Could you edit the listing from the line containing "Practice. Identify the parked" through the end, changing "wheel arch" to "wheel well" and leaving everything else the same?

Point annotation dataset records

* * * *

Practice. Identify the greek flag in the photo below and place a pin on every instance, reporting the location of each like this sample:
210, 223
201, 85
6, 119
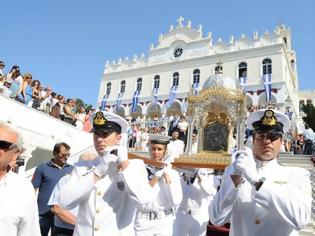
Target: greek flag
135, 99
118, 101
172, 95
267, 84
103, 104
243, 81
155, 93
195, 89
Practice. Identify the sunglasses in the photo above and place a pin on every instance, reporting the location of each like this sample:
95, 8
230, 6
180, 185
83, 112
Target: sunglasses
7, 146
272, 136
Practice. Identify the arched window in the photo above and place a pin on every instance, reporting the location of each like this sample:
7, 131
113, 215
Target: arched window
293, 65
108, 88
175, 79
156, 81
242, 70
122, 86
139, 84
267, 67
196, 76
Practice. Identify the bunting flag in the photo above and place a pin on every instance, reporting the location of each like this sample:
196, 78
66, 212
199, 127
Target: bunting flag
172, 96
243, 81
195, 89
118, 101
267, 84
103, 104
155, 93
135, 99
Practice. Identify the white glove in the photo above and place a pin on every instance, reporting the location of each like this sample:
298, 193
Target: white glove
102, 168
245, 163
159, 173
122, 154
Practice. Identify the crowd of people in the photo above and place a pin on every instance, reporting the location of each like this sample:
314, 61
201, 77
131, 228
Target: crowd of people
23, 88
113, 195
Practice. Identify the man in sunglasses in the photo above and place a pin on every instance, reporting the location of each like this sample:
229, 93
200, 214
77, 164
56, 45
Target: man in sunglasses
45, 178
109, 193
18, 208
259, 196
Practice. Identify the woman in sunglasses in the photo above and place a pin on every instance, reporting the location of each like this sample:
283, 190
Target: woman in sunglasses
18, 215
258, 196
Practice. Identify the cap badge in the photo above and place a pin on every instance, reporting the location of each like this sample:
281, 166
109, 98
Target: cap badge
99, 118
269, 118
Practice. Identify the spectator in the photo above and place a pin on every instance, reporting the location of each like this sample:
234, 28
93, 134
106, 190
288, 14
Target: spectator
14, 76
2, 65
18, 214
45, 178
309, 138
26, 94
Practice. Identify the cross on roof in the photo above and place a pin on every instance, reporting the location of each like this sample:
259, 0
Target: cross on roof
180, 20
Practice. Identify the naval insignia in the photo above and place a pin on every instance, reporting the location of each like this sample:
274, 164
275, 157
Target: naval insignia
280, 182
99, 119
121, 185
269, 118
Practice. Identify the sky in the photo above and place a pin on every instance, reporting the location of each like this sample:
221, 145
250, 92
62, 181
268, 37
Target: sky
66, 43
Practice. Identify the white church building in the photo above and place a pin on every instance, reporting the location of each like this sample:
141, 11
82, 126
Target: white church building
184, 58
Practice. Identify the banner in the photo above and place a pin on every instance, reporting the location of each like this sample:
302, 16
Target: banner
172, 96
243, 81
195, 89
267, 84
135, 100
155, 94
118, 101
103, 104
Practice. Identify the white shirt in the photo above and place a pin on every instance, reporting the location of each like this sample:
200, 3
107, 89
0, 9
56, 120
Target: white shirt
18, 207
103, 208
281, 207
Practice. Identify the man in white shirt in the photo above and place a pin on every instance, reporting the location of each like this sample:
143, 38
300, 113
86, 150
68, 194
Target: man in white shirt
258, 196
108, 194
19, 213
176, 146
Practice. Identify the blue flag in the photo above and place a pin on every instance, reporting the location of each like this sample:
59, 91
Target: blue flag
267, 84
135, 99
243, 81
103, 104
172, 95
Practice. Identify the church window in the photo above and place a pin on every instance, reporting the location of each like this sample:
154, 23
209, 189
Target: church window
108, 88
139, 84
175, 79
196, 76
267, 66
122, 86
242, 70
156, 81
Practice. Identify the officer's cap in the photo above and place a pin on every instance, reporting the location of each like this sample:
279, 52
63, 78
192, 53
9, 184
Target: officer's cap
107, 121
266, 120
159, 139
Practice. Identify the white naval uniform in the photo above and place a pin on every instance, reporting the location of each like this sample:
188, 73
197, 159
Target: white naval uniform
282, 206
192, 216
104, 209
18, 207
157, 217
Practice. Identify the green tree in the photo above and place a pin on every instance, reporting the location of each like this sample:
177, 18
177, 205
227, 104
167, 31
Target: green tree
309, 110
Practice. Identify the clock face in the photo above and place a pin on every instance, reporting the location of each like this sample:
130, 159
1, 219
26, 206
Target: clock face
178, 52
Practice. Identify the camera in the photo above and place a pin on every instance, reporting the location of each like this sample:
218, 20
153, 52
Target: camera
20, 161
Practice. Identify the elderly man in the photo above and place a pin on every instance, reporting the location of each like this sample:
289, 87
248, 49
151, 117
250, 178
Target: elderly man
18, 214
258, 196
108, 194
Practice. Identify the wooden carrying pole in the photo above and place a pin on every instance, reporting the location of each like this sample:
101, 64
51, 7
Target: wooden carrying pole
176, 164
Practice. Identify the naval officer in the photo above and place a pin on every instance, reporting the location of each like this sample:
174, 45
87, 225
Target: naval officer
259, 196
108, 194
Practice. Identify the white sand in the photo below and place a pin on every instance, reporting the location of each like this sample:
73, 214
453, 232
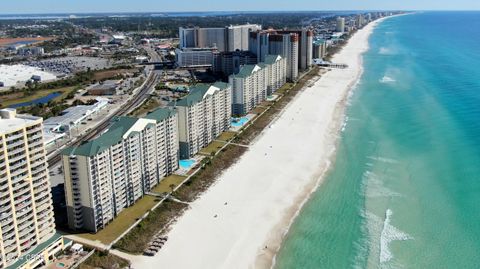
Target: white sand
270, 182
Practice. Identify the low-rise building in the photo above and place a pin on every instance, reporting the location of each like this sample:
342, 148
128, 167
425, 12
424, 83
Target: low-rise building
110, 173
202, 116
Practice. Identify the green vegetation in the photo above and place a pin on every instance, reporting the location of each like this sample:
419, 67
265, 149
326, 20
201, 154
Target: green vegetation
104, 260
262, 121
27, 96
138, 238
227, 136
212, 168
147, 106
123, 221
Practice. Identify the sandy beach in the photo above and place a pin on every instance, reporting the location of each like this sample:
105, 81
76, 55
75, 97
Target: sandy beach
241, 220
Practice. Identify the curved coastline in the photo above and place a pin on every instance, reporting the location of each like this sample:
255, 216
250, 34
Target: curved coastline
249, 231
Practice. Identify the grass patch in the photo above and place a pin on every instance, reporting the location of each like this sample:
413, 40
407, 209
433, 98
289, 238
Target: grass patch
166, 183
105, 260
285, 87
226, 136
212, 148
137, 239
207, 175
111, 74
258, 110
21, 97
146, 107
123, 221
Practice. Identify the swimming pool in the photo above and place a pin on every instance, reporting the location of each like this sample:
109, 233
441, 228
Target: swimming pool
239, 122
186, 164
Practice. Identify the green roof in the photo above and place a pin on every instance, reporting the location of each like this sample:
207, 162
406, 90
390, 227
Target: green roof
25, 257
245, 71
271, 59
113, 136
197, 92
160, 114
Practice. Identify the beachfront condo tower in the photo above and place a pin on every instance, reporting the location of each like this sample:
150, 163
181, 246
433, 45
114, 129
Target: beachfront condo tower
26, 213
110, 173
254, 83
202, 116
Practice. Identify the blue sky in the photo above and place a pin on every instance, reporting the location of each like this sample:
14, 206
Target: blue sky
57, 6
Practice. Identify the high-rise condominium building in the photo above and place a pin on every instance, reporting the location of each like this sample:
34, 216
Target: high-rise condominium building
340, 25
202, 116
26, 214
254, 83
263, 43
228, 63
110, 173
296, 46
230, 38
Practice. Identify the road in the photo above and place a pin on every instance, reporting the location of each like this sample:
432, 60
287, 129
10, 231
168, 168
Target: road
133, 103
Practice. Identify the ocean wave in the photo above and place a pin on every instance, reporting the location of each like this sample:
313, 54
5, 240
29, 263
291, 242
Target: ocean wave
385, 51
387, 79
389, 234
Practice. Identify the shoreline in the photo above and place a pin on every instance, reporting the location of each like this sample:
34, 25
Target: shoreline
263, 211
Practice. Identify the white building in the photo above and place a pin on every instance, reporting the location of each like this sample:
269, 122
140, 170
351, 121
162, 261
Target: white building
26, 213
340, 25
254, 83
202, 116
285, 44
113, 171
194, 57
230, 38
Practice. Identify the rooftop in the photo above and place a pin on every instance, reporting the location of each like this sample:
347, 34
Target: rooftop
199, 92
10, 121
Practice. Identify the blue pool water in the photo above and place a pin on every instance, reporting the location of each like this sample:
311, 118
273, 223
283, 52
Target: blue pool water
42, 100
186, 164
239, 122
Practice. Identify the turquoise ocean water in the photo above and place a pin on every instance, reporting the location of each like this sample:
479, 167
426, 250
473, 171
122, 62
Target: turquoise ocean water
405, 188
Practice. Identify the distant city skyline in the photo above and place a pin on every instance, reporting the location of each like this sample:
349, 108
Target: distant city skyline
87, 6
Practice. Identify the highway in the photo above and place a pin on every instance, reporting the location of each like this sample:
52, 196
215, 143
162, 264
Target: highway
133, 103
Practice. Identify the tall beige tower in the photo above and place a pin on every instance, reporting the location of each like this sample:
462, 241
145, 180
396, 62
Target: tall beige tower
26, 211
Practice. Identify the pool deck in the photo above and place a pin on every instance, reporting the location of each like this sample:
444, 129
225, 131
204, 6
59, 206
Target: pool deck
237, 128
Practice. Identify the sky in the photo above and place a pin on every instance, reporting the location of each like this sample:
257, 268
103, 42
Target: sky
82, 6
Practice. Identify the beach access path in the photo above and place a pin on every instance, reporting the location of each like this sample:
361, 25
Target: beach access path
241, 220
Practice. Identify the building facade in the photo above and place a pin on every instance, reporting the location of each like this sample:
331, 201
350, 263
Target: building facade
340, 27
230, 38
228, 63
202, 116
195, 57
254, 83
26, 212
110, 173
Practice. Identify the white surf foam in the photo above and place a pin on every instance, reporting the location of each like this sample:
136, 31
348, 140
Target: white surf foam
389, 234
387, 79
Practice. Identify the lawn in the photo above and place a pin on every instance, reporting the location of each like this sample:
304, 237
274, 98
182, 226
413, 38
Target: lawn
226, 136
104, 260
212, 148
285, 87
258, 110
148, 106
19, 97
164, 185
123, 221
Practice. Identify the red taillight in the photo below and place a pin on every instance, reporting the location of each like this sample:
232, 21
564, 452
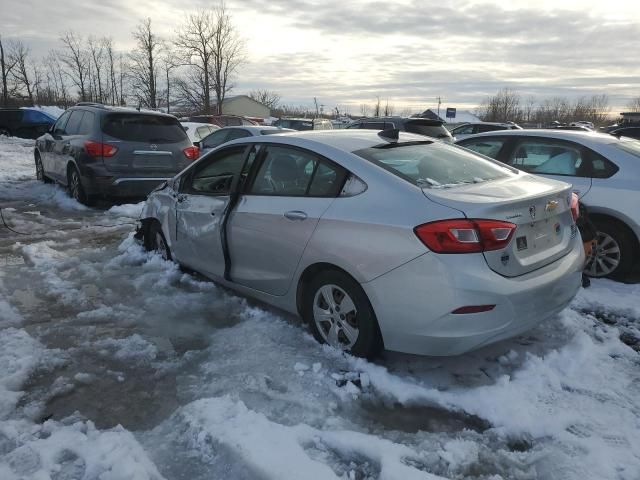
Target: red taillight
575, 206
192, 152
473, 309
465, 236
97, 149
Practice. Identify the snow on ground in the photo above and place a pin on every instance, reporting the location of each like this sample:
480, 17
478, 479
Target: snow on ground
115, 364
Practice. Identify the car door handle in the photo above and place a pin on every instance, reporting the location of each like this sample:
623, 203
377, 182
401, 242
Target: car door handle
295, 215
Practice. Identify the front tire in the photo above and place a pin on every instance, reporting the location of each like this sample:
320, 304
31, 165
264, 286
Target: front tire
340, 314
613, 256
154, 241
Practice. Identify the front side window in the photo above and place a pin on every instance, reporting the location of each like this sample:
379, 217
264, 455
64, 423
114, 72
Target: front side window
291, 172
433, 164
551, 157
214, 176
489, 147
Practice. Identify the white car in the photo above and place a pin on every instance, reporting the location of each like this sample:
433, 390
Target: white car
197, 131
604, 171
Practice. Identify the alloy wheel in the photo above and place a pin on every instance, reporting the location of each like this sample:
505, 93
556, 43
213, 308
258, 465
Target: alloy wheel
335, 315
605, 256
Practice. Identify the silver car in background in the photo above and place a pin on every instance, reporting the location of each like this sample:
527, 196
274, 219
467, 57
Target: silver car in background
605, 173
377, 239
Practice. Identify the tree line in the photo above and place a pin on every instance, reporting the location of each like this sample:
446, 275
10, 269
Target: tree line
194, 69
509, 106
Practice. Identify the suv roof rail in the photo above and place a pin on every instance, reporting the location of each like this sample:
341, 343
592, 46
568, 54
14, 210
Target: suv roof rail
90, 104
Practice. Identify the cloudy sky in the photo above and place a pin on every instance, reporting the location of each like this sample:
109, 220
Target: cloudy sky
348, 52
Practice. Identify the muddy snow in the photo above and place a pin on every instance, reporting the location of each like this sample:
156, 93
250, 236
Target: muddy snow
115, 364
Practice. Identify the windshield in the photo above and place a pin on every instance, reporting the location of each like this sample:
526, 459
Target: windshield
143, 128
433, 165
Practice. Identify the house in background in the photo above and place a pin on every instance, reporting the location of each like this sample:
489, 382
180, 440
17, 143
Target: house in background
462, 116
245, 106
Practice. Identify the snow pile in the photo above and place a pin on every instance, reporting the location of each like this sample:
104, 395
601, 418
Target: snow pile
74, 451
276, 451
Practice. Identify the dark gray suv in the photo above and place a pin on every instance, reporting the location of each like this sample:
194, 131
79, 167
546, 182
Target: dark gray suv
97, 150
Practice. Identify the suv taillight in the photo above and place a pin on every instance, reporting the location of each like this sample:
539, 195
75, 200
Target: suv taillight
465, 236
575, 206
97, 149
192, 152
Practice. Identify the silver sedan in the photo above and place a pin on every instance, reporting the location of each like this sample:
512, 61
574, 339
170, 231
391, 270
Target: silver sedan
377, 239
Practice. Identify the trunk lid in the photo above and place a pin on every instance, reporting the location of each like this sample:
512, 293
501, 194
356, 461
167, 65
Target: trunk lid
540, 208
148, 145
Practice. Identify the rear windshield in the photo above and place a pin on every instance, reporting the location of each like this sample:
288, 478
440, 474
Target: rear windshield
133, 127
433, 164
435, 131
630, 146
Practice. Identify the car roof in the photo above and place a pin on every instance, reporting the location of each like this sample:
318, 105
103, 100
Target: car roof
345, 140
572, 135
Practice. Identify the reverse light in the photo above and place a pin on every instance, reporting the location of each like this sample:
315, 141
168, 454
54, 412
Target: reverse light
473, 309
97, 149
191, 152
465, 236
575, 206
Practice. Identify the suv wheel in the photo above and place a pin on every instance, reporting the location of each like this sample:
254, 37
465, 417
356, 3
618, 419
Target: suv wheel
613, 255
76, 190
339, 313
154, 241
40, 171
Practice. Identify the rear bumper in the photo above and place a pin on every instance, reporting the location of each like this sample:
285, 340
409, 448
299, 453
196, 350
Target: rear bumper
413, 303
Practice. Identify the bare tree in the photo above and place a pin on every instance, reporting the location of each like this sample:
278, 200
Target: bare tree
266, 97
210, 45
634, 105
23, 80
144, 64
77, 62
7, 63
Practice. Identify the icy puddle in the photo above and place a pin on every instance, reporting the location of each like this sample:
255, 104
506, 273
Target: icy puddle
117, 365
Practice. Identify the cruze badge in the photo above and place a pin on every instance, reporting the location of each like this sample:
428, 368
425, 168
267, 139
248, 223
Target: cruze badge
551, 206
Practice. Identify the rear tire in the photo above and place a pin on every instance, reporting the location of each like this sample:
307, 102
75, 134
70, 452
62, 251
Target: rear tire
340, 314
40, 171
76, 190
613, 255
154, 241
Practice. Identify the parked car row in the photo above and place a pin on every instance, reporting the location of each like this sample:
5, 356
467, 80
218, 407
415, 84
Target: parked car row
356, 230
604, 171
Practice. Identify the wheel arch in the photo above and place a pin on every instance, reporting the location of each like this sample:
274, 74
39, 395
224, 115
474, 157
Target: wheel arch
309, 273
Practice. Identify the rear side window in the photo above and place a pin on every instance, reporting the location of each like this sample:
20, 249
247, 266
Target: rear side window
133, 127
433, 165
73, 125
86, 125
551, 157
421, 128
486, 146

* * * *

*The output*.
Practice. Identify the parked car row in the photo above and place a pin on every instance, reporting the location of each like this sample:
5, 356
467, 80
218, 407
415, 84
Target: parked car row
356, 230
604, 171
Practice. Identify the wheel well in the photo above and place a pin on every instance, reporting the location of each like this sample:
274, 74
39, 395
224, 115
474, 157
Target: wheel well
309, 273
Practice. Identify the rear side window in the photo above and place a pin on every instance, reporting the location of each like this sample:
20, 249
247, 266
Target: rear side window
133, 127
433, 165
73, 125
86, 125
551, 157
421, 128
486, 146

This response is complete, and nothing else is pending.